**TASKS AND EXERCISES:**
(a) Translate this sentence from the United Fruit passage into Spanish: "The company, which had weathered the stock market collapse of 1929, was being crushed by the economic depression that followed."
(b) Pick up the passage on United Fruit's decline during the Depression after its final sentence and carry it forward.

The Fish That Ate the Whale (20 page)

Zemurray had become increasingly aware of the direness of the situation. America teetered on the edge of an abyss. He would see it in the collapse of the national economy, in the army of men who had taken to the roads, in the shuttered factories. He would hear it in the hush that settled on the docks, where only half the shipping lines were running and the stevedores had little to do. He would recognize it most clearly in his own dividend checks and the reports that came from the Boston headquarters of United Fruit. The company, which had weathered the stock market collapse of 1929, was being crushed by the economic depression that followed. As one of the world's first truly global corporations, United Fruit—its entire product line grown overseas, most of its market domestic—was uniquely vulnerable. In 1930 and 1931, the company diminished in ways that would have stunned Preston and Keith. Collapse of demand, labor unrest, deflation—there was serious trouble. In 1928, U.F. had made $45 million in profit. In 1932, it made just $6 million, an 85 percent decline. This meant fewer workers employed, fewer fields planted, fewer bananas grown, which meant even lower profits, which meant still fewer fields planted and fewer bananas grown. The less we produce, the less we profit; the less we profit, the less we produce. The company was caught in a death spiral.

**DATA SECTION:**
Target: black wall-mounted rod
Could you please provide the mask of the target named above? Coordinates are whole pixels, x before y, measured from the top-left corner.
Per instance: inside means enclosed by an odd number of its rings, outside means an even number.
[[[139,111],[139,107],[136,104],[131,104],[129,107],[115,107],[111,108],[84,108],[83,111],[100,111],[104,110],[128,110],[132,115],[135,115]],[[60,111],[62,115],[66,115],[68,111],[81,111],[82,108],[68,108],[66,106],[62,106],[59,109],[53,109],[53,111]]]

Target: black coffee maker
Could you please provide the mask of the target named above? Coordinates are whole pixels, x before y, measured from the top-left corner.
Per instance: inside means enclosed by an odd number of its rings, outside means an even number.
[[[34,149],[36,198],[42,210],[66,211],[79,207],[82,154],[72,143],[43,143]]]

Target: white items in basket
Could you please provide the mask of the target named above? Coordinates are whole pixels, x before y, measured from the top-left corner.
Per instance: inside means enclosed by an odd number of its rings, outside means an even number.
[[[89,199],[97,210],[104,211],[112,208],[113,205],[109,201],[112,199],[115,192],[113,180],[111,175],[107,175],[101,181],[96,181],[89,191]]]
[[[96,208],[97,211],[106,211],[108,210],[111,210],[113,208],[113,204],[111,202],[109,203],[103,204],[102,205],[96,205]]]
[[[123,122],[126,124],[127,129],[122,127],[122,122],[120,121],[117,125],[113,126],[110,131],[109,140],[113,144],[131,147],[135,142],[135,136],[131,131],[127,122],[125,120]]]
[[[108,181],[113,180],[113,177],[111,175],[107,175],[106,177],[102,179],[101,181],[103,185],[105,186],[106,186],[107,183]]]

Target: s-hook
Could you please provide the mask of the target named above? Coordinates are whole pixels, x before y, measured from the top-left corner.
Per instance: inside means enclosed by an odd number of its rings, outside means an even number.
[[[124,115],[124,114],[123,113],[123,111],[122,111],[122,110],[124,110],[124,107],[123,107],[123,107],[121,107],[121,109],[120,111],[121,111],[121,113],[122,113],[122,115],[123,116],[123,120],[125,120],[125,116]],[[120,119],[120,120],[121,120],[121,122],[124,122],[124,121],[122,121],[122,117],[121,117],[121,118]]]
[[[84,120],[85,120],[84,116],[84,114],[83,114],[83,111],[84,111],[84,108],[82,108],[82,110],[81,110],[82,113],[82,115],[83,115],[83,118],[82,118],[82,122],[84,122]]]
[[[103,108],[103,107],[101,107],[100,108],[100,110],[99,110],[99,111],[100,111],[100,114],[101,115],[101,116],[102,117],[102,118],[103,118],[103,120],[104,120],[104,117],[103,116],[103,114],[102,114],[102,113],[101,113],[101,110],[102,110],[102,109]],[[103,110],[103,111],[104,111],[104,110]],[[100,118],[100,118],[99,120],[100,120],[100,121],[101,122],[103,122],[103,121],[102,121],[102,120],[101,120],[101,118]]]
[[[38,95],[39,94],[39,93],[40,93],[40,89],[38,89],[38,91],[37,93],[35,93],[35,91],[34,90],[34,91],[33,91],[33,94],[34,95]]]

**ANSWERS BELOW:**
(a) La compañía, que había resistido el desplome de la bolsa de 1929, estaba siendo aplastada por la depresión económica que vino después.

(b)
For Zemurray, the collapse of United Fruit would have been devastating. Most of his net worth was tied up in U.F. stock. The more the company struggled, the bleaker his prospects became. When Sam merged with United Fruit, its stock was trading at just over $100 a share. Two years later, the same shares were going for $10.25. The Zemurray fortune, once figured at $30 million, was valued at less than $3 million by 1932. Whether he was sitting on his porch or walking on the docks, Sam was watching it all go away.

The greatness of Zemurray lies in the fact that he never lost faith in his ability to salvage a situation. Bad things happened to him as bad things happen to everyone, but unlike so many he was never tempted by failure. He never felt powerless or trapped. He was, as I said, an optimist. He stood in constant defiance. When the secretary of state teamed up with J. P. Morgan and the Honduran government in a way contrary to Zemurray's interests, he simply changed the Honduran government. When United Fruit drew a line at the Utila River and said, “You shall not cross,” he crossed anyway. When he was forbidden to build a bridge, he built a bridge but called it something else. For every move, there is a countermove. For every disaster, there is a recovery. He never lost faith in his own agency. With his fortune fast diminishing, it was time to act.

He started by asking two questions. First: Are the challenges facing United Fruit part of the systemic failure of the global economy, meaning there's nothing to do but hope and pray? Second: If the answer to the first question is no, what can be done to move the product, increase profits, resuscitate the company? How can U.F. be saved?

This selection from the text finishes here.